◆ **Task instructions**
Return, word for word, the line containing "of the armchair" and every line after it through the last line of the records below.

◆ **Records for this task**
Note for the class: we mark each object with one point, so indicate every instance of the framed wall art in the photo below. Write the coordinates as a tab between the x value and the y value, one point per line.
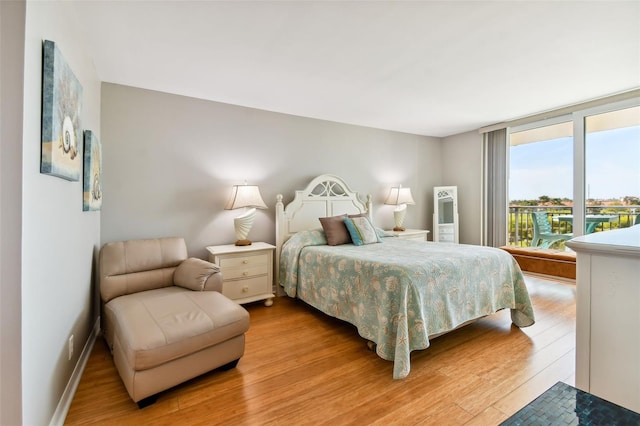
92	176
61	105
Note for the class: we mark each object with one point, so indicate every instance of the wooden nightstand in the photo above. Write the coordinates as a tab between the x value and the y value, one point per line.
247	271
410	234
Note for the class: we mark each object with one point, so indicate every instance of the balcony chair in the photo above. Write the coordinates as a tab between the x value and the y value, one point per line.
163	316
543	236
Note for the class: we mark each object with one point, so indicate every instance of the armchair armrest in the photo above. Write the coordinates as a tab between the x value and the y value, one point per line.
198	275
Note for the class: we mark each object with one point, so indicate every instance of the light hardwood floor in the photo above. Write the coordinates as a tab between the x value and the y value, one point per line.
302	367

◆ **Solution for this exercise**
Note for the class: we mark each object with one point, so indicate every instance of the armchair armrest in the photo above. Write the coordinates as a tab between the x value and the y value, one point per line.
198	275
Note for the class: we mark each object with one point, so indicate every instance of the light hardwood floor in the photo above. Write the coordinates as a tab between the x value and the y value, one point per line.
302	367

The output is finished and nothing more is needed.